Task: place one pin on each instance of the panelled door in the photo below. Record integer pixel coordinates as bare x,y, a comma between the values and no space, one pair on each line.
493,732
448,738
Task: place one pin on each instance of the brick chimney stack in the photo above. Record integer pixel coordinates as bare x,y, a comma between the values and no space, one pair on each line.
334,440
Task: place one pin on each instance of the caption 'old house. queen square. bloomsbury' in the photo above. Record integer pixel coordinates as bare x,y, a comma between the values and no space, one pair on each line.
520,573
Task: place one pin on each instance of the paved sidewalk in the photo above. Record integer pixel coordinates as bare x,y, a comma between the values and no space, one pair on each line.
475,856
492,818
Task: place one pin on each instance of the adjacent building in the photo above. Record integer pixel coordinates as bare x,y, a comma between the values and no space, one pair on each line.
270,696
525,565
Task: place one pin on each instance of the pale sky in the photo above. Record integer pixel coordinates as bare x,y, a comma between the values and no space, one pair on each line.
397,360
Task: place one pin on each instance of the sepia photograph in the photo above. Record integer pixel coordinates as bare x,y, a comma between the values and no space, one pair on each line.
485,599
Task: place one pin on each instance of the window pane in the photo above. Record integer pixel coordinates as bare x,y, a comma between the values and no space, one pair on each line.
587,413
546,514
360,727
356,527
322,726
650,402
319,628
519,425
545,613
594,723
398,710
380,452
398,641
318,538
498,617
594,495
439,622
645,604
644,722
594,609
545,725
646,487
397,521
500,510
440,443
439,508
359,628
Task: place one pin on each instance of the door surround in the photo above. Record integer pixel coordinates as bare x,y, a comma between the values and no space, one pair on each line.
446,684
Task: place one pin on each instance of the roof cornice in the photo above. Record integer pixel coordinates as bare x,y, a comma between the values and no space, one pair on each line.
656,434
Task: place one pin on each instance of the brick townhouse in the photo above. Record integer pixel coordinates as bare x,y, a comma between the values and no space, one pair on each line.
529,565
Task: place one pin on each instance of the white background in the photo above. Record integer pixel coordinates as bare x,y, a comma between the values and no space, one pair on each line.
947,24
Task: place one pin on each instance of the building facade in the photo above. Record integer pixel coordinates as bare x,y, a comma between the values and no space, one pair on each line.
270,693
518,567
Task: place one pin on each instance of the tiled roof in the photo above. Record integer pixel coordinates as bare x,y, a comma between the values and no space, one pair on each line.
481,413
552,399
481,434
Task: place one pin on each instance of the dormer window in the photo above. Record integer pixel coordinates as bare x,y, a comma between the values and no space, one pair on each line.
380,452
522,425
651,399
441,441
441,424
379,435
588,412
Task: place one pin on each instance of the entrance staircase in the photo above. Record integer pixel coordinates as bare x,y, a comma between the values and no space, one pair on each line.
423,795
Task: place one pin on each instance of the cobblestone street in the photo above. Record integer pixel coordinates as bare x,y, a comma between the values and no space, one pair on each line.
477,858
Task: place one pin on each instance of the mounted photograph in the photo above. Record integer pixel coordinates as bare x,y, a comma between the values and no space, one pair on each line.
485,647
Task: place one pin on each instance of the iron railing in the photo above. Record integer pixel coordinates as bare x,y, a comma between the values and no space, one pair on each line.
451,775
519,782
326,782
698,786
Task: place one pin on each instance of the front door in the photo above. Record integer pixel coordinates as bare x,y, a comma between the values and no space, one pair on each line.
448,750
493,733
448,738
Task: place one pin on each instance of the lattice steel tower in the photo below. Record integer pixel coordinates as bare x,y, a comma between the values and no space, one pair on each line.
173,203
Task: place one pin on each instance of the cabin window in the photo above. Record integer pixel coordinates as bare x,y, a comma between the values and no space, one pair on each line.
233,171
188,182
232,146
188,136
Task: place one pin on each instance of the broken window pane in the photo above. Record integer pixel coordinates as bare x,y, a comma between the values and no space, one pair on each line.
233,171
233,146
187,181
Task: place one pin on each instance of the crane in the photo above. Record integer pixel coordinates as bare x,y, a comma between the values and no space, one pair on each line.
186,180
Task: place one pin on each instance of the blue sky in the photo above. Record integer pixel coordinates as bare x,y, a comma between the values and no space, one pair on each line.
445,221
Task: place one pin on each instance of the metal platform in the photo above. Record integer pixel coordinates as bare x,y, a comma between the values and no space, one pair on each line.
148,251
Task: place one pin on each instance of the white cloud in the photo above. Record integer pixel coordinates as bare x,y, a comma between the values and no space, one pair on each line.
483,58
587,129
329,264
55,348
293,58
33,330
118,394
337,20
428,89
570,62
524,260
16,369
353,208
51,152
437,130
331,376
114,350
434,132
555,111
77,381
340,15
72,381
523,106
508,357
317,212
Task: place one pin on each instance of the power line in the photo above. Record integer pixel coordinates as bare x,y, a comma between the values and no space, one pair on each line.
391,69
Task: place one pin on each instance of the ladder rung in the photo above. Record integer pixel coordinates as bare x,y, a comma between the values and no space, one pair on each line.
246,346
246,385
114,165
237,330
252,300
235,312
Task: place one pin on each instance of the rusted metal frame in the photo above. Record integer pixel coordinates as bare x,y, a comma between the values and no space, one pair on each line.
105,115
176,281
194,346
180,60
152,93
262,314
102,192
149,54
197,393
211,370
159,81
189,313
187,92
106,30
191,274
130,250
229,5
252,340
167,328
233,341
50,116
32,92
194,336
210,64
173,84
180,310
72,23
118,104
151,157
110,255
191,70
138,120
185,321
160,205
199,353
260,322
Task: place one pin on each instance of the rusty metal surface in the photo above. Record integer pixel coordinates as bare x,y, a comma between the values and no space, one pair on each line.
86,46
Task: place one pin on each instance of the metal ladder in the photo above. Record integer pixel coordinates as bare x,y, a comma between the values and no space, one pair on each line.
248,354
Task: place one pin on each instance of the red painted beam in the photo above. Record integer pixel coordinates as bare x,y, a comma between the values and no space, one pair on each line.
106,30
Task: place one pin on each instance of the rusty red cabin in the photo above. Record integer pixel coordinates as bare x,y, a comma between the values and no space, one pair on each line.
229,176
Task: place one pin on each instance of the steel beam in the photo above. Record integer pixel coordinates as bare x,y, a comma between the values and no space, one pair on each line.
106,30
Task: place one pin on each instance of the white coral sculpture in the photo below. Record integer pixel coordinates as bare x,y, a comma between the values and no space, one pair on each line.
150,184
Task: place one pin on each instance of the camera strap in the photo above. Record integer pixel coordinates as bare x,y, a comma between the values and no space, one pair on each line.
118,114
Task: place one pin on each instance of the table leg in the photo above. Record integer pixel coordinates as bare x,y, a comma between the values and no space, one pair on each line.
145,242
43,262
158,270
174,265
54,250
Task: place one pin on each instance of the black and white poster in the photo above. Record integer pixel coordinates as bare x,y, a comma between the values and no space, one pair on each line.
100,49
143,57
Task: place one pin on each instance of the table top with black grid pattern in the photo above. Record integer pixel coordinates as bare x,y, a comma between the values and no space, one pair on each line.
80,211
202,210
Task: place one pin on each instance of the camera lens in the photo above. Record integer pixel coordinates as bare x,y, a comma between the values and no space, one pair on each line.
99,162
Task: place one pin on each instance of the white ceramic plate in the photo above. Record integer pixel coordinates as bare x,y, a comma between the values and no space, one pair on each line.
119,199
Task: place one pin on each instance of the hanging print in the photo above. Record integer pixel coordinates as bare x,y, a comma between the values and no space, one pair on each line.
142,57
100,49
━━━━━━━━━━━━━━━━━━━━━━━━━━━━━━
STATED TASK: Scale the answers by reproducing every line from the one containing "Task: place one pin on each instance of the red" through the last line, with the requests left unchanged. Multiply each coordinate in the answers by 2.05 and round to whole numbers, rounding halves up.

OUTPUT BELOW:
Task: place one pin on each instance of the red painted beam in the photo above. Record integer pixel coordinates as bare x,y, a comma between the values and no space, one pair on each line.
217,62
Task: place one pin on each instance of the rusty red cabin in the photo above. Record integer pixel coordinates as bare x,y, a comma between the values and no space, one pair on each line.
469,361
Task: place one pin on each instance of the steel beam in the photo above. Record integer pixel coordinates as bare x,y, a comma between the values and no space, one pair on each line.
217,62
Task: place one pin on each instance of the white coral sculpture in the photo below. Record integer pixel coordinates as bare x,y, a comma between the values and no space, one pair on each line.
308,377
Task: place one pin on each instance of the camera strap in the photo above. Record integer pixel coordinates as bare x,y, a comma between the values and no space, one pair on each line.
242,234
Task: place one pin on each instance of the table leg in the photo above. Record integer pixel coordinates as bare x,y, a comma between the values and no space, one pair on each line.
297,496
88,537
324,554
357,543
111,513
Task: place one pin on each instance of the black and white poster in the photo above. Record integer pixel coordinates as bare x,y, a comma between the values and no space, one pair on each line.
205,100
293,117
Task: place one pin on each instance of the table top with black grid pattern in the photo above. Record integer pixel coordinates as bare x,y, a comma between the values and no space, one pair on each line.
164,433
414,431
Task: place one pin on each instance of the camera lens in the photo above. Record integer pixel coordinates as bare x,y, a comma between the values and no space, one pair on each line.
203,332
Task: place one pin on each instance of the white ceramic plate in the photo above. Record integer pixel coordinates as bare x,y, a comma between the values and no space, one pair on each line.
244,408
Task: place one pin on each instance of the hanging print in the photo above. Record integer pixel coordinates as bare x,y, a comma between the values and no space, one pair on each line.
291,117
205,100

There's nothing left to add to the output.